What the exercise asks: Go through the records below and copy out every line holding "basketball".

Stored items
------

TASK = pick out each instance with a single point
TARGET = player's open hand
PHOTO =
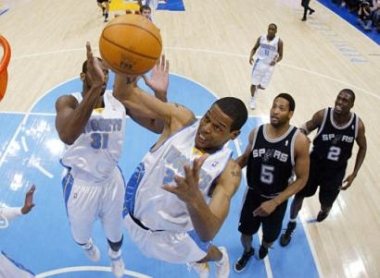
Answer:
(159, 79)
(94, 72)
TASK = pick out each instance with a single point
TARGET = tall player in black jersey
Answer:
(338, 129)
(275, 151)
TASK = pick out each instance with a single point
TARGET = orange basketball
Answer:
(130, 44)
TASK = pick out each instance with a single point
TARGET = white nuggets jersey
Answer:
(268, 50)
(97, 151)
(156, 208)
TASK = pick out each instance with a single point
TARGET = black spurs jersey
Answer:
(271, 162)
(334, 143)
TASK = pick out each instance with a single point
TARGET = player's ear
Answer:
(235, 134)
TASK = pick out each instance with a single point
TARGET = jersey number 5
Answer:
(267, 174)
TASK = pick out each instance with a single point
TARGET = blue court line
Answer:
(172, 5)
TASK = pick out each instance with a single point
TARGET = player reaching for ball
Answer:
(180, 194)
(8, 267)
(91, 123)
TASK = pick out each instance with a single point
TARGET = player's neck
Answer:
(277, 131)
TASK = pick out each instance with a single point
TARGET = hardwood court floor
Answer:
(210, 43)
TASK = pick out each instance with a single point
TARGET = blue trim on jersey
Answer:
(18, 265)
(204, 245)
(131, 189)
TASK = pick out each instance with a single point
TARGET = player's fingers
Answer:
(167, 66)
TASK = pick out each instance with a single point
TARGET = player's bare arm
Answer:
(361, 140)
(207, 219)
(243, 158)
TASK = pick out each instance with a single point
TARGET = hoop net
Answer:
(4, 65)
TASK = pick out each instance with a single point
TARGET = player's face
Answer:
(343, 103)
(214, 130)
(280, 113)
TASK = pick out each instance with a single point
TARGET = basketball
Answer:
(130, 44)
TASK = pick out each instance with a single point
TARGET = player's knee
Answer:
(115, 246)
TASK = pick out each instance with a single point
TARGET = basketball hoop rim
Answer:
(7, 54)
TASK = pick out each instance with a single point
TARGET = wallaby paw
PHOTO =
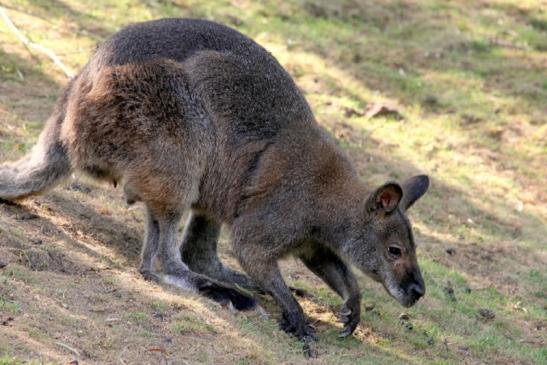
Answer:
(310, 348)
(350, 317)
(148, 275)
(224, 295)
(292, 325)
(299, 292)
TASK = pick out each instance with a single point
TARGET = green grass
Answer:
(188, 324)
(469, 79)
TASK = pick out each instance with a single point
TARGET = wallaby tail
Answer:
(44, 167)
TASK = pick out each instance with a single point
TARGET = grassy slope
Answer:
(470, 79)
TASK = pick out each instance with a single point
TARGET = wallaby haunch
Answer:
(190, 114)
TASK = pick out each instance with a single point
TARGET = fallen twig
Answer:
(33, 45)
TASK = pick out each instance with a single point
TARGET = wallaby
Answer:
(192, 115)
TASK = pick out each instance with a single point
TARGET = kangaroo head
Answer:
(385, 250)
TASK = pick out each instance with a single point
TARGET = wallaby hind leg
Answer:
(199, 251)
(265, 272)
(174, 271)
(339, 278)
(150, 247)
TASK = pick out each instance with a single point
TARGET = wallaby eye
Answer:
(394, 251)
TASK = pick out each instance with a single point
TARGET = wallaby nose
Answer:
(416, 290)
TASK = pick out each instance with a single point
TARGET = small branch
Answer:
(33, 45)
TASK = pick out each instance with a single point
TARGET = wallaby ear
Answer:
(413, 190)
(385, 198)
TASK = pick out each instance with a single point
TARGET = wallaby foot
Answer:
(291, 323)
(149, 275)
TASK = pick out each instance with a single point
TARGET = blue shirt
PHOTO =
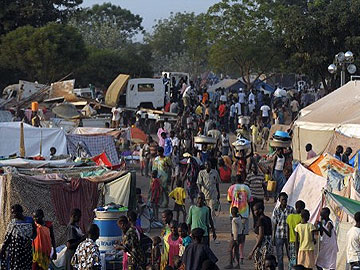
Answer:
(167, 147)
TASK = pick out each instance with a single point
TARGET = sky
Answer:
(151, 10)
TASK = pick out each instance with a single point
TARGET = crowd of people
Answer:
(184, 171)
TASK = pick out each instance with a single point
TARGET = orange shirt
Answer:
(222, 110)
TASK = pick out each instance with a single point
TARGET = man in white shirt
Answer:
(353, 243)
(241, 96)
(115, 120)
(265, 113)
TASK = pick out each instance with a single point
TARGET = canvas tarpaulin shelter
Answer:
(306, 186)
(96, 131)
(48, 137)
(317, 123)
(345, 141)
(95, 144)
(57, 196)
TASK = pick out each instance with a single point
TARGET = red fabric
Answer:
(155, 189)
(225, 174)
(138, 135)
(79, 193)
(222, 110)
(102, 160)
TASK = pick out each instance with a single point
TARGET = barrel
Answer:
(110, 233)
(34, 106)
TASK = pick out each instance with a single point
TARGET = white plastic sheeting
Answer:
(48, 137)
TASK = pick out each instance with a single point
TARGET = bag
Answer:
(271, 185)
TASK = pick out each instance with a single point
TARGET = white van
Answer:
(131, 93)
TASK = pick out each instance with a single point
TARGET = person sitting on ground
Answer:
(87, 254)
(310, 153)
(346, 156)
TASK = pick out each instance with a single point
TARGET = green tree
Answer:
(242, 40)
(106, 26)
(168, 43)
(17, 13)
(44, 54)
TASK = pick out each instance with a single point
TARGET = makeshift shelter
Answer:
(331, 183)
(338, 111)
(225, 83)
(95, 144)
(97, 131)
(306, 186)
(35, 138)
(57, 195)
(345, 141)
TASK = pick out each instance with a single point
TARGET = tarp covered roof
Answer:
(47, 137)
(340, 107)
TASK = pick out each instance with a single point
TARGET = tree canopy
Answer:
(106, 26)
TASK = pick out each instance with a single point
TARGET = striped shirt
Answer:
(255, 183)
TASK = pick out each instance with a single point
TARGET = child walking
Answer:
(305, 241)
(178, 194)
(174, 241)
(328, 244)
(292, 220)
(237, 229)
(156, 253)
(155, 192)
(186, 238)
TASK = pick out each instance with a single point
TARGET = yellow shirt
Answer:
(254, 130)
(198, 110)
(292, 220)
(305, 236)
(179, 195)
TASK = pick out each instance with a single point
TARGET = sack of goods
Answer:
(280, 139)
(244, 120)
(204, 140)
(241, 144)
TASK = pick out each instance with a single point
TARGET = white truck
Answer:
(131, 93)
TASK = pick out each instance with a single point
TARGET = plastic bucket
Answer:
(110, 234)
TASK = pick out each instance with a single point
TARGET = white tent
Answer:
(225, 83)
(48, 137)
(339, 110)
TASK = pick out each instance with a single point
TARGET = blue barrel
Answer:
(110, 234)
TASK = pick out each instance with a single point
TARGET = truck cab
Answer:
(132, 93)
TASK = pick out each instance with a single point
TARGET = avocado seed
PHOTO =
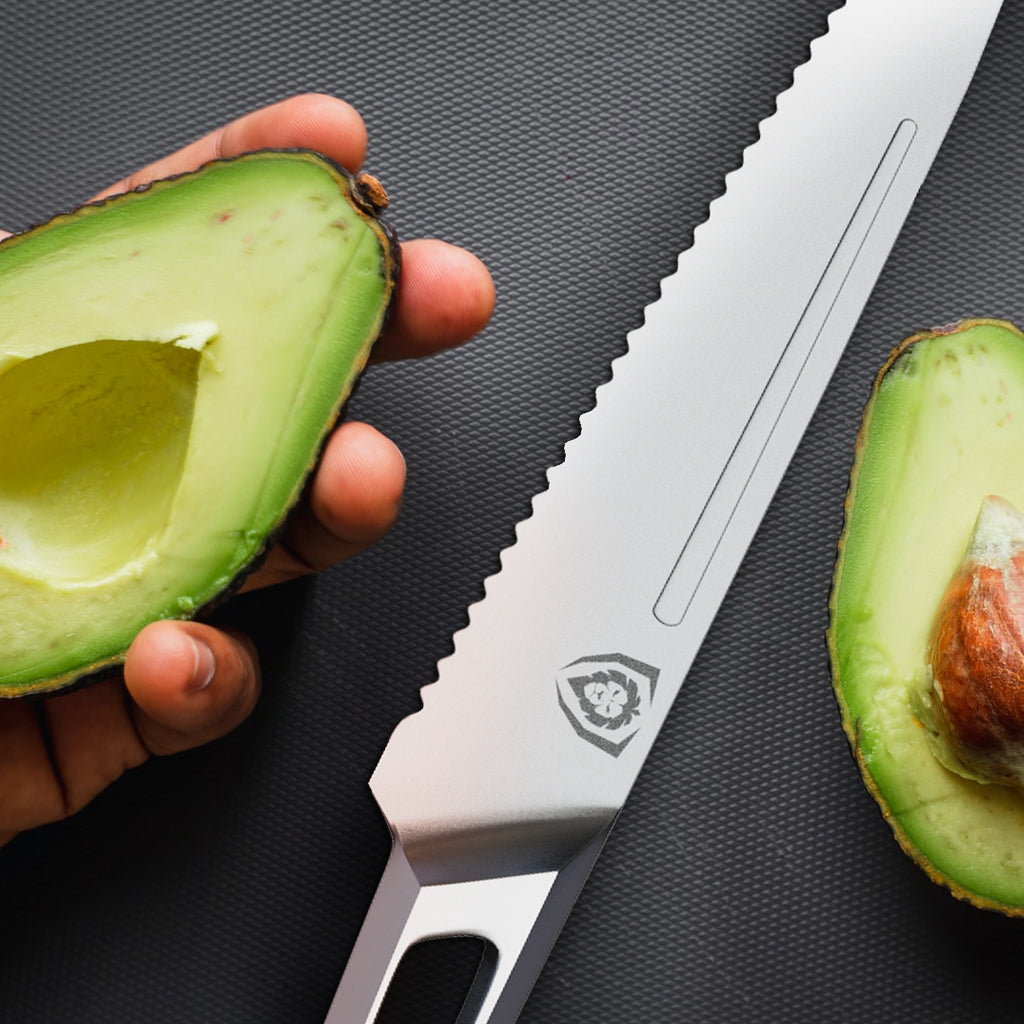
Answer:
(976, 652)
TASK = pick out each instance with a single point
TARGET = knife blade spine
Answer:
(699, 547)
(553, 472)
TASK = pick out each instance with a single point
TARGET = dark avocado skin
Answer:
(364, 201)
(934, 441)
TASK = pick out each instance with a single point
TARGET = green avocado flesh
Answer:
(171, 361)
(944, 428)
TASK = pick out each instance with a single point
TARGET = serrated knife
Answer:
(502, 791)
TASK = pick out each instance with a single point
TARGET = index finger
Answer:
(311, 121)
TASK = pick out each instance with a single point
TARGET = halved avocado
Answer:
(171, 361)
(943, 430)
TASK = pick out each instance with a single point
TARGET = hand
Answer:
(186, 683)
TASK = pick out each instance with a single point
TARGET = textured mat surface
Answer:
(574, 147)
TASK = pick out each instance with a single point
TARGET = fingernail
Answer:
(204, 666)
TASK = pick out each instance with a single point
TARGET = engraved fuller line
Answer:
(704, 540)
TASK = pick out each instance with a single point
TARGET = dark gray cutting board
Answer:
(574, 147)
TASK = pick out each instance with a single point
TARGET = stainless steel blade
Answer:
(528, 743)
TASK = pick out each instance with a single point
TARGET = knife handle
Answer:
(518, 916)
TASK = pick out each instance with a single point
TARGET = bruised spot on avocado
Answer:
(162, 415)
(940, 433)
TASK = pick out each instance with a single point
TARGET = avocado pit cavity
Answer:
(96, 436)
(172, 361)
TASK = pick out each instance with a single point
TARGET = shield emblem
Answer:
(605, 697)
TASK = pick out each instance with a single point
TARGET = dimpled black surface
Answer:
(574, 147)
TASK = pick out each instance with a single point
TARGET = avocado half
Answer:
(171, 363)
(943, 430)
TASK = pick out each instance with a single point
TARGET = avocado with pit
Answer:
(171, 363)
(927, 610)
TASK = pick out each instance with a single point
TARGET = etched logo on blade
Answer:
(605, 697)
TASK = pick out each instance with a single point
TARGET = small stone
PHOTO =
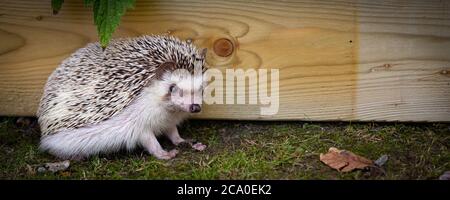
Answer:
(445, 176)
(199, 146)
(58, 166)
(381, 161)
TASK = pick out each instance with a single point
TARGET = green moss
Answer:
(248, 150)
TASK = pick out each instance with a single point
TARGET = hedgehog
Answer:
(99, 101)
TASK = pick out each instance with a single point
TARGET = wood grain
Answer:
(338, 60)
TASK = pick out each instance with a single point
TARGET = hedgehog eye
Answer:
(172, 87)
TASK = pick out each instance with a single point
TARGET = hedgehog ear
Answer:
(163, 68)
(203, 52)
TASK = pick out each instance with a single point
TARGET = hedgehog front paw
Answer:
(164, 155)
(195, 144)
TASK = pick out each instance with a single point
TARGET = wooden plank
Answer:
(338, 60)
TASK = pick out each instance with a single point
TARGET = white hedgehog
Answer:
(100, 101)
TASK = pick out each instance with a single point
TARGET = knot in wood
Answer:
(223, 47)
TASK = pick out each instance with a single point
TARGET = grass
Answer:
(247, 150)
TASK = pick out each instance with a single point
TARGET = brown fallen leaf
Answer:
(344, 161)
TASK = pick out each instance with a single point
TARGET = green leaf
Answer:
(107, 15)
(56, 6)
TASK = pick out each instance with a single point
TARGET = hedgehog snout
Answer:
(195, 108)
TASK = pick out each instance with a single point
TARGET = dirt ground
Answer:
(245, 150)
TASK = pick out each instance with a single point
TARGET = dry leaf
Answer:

------

Solution below:
TARGET = orange basketball
TARGET = basketball
TARGET = basketball hoop rim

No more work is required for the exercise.